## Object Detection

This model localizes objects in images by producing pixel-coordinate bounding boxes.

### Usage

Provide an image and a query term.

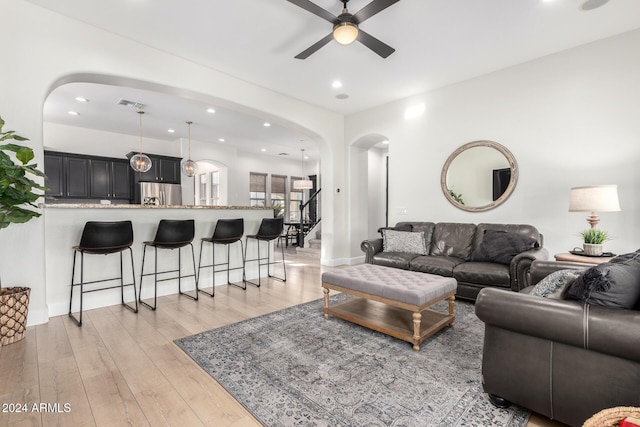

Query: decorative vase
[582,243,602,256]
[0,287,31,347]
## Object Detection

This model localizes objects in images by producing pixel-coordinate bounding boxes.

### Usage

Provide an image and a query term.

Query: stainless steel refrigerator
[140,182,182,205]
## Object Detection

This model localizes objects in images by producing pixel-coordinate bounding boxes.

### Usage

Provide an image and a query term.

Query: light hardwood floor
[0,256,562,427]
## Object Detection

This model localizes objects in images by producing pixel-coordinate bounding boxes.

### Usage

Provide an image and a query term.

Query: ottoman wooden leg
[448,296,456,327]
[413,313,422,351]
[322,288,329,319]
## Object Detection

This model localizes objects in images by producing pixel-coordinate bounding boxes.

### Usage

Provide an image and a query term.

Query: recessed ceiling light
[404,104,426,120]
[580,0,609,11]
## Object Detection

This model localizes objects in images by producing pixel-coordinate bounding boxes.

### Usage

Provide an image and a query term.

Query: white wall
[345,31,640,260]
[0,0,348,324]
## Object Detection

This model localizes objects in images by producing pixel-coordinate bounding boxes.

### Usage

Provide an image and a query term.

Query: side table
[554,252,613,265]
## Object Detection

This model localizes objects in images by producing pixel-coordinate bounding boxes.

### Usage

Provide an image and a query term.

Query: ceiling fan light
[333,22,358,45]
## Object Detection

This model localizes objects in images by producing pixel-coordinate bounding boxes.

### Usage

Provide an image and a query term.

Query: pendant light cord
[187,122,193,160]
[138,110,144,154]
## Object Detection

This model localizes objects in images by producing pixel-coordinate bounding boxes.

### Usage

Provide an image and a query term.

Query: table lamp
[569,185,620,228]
——————————
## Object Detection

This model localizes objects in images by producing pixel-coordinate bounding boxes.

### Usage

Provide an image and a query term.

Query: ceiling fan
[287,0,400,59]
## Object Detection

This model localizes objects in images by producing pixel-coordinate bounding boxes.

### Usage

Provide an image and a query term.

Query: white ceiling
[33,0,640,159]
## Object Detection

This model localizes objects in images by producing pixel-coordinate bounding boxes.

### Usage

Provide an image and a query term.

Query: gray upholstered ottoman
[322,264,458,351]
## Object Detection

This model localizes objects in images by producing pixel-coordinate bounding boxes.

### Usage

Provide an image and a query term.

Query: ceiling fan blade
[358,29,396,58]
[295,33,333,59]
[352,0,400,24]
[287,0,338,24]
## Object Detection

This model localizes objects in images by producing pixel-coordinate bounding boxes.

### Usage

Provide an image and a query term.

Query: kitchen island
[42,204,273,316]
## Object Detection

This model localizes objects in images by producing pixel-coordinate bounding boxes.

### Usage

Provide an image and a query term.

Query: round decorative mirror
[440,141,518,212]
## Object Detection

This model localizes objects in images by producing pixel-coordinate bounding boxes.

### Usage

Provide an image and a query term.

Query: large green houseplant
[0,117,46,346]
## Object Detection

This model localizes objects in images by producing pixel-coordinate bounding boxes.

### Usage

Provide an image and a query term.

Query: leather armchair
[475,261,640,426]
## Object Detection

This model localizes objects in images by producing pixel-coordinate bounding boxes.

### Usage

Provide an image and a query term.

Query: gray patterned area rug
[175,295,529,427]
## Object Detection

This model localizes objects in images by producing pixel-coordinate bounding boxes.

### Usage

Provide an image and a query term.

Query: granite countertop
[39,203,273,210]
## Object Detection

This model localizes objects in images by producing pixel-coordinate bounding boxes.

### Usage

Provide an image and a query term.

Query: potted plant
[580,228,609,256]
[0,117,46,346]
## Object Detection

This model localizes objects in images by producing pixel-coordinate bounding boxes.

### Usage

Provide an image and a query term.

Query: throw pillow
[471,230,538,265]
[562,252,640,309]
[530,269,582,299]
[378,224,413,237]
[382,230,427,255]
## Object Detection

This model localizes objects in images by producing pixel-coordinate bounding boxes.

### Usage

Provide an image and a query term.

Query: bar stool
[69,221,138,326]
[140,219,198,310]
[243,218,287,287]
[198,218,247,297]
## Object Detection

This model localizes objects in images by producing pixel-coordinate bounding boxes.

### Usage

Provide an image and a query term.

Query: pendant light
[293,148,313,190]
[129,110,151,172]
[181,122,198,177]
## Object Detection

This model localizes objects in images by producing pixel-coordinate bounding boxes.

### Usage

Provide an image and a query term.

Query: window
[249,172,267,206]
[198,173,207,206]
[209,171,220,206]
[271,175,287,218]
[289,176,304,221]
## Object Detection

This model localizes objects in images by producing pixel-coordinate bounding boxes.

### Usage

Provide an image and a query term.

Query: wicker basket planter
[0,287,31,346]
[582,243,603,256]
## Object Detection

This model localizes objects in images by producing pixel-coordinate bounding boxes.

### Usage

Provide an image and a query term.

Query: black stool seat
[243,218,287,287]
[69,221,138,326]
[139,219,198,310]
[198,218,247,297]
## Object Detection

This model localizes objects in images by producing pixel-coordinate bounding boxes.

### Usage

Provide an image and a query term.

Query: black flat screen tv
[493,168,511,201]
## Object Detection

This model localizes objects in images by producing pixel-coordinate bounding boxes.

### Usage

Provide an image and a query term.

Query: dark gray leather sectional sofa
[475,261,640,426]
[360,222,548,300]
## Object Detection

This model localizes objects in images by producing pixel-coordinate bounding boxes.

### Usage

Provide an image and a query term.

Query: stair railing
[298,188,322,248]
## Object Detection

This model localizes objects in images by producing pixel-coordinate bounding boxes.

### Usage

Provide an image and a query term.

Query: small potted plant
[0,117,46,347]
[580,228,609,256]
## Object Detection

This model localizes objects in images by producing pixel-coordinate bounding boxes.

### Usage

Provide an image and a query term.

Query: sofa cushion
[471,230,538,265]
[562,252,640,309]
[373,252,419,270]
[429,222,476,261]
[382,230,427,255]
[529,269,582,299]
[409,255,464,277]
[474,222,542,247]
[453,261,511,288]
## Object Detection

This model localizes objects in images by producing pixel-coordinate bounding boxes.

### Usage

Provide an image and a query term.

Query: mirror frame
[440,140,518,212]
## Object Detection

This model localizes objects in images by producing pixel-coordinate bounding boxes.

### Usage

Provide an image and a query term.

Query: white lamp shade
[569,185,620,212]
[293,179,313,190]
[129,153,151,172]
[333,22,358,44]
——————————
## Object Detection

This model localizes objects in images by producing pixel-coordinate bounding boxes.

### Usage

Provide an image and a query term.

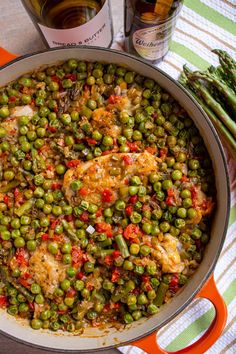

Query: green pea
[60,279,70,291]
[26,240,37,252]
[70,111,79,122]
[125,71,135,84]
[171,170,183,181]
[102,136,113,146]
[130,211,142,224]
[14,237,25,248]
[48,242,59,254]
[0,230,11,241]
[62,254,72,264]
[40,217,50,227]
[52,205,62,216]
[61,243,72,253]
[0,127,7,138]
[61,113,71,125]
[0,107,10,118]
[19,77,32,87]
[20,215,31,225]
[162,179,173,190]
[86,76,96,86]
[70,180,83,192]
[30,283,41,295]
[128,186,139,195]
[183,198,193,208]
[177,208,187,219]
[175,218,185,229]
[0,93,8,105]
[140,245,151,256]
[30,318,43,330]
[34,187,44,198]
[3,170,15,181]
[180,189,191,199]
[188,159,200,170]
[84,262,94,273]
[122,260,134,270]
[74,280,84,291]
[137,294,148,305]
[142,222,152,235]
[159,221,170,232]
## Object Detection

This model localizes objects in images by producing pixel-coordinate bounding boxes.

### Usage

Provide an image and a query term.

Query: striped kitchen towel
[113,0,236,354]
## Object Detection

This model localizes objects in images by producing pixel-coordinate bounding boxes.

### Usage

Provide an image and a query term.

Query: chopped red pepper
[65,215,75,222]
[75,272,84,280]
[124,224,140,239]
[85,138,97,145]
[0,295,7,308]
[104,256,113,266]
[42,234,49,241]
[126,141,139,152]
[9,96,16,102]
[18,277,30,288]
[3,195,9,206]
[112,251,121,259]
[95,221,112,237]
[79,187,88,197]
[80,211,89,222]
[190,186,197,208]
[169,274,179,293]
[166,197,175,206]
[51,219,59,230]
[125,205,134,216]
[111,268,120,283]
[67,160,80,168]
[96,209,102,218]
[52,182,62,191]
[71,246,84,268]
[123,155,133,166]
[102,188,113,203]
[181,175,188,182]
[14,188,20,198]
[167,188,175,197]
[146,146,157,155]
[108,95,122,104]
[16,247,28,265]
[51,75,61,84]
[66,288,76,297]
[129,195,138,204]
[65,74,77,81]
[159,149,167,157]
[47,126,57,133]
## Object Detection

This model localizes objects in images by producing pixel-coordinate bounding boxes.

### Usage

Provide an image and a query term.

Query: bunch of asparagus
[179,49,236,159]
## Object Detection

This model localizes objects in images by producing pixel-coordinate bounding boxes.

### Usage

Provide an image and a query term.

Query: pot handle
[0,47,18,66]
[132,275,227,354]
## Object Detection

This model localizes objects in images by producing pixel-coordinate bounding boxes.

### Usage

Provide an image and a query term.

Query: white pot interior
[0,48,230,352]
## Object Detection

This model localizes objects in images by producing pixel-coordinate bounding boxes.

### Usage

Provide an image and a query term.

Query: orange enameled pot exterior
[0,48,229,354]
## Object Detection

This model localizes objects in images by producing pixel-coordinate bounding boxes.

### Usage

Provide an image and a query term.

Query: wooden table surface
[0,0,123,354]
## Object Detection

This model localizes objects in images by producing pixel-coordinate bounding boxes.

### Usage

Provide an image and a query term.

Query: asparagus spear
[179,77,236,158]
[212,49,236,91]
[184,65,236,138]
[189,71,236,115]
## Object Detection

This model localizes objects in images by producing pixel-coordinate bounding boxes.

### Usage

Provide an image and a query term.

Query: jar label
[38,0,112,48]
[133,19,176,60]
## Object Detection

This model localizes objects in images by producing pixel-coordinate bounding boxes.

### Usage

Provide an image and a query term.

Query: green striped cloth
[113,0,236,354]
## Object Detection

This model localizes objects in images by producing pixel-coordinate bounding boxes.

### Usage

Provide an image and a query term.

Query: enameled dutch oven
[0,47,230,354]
——————————
### Task statement
Show every line of the records that contains the word "black", copied in full. Case counts, so match capital and small letters.

### Answer to this problem
Query: black stool seat
Query: black flat screen tv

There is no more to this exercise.